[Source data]
########

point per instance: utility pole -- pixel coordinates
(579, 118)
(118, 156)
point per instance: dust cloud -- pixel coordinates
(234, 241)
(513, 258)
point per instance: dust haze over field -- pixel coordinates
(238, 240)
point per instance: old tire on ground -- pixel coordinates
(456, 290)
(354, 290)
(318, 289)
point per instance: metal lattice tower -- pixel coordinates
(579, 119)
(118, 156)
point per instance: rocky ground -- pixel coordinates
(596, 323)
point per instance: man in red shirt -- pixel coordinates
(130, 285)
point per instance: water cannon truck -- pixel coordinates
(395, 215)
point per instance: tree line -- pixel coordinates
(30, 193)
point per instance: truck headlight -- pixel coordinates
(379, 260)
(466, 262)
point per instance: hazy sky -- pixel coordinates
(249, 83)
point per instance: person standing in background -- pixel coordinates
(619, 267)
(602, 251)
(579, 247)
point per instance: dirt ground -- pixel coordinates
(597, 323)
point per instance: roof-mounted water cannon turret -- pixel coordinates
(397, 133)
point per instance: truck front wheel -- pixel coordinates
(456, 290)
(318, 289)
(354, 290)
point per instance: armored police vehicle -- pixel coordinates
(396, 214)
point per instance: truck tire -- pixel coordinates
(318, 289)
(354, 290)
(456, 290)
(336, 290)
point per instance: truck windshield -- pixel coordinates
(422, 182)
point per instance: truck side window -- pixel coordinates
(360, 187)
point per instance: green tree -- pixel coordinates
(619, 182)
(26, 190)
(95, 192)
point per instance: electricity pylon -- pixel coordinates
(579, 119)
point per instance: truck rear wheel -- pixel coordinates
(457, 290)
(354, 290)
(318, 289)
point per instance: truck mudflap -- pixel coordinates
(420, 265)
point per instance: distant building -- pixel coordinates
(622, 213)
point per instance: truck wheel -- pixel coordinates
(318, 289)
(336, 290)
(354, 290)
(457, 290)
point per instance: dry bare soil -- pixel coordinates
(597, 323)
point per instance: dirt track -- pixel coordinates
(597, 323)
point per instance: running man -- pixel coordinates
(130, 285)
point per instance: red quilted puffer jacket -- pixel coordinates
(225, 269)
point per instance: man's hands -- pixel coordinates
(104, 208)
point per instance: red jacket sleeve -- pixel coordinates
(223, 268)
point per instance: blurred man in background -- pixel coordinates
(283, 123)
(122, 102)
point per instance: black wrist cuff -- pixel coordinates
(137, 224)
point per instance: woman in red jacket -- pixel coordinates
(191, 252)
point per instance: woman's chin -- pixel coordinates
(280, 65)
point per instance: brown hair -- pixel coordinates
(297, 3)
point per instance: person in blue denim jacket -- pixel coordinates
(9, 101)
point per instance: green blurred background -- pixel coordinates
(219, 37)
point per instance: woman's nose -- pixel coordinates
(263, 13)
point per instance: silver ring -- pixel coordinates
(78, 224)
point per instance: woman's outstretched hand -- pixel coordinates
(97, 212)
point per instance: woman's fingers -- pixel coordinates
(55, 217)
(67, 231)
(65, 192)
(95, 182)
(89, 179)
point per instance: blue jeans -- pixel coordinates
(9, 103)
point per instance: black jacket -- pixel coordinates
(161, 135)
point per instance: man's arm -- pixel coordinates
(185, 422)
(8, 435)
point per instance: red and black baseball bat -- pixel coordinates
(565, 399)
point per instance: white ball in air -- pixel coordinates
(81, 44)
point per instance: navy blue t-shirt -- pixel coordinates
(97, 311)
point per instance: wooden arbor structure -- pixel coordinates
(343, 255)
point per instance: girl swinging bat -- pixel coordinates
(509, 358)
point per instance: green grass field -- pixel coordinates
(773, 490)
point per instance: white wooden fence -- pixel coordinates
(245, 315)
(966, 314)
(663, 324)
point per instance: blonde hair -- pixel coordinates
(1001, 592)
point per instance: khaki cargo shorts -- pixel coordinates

########

_Exercise:_
Copy word for word the part of the items above that opens with the line containing "point per instance: woman's outstretched" and continues through the last line of the items, both ends included.

_Response to this exercise:_
point per instance: woman's outstretched hand -- pixel coordinates
(97, 212)
point per instance: woman's fingers -- pixel coordinates
(55, 217)
(67, 231)
(65, 192)
(95, 182)
(89, 179)
point per instance: blue jeans -- pixel coordinates
(9, 103)
point per instance: black jacket -- pixel coordinates
(161, 135)
point per instance: man's arm -- pixel coordinates
(185, 422)
(8, 435)
point per instance: red and black baseball bat -- pixel coordinates
(565, 399)
point per instance: white ball in air -- pixel coordinates
(81, 44)
point per instance: navy blue t-shirt -- pixel coordinates
(97, 311)
point per instance: wooden arbor structure -- pixel coordinates
(343, 255)
point per instance: girl swinging bat -- pixel coordinates
(509, 358)
point per instance: green grass field -- pixel coordinates
(773, 490)
point per instance: white wooden fence -- pixel coordinates
(245, 315)
(966, 314)
(663, 324)
point per instance: blonde hair -- pixel coordinates
(1001, 592)
point per instance: khaki cargo shorts -- pixel coordinates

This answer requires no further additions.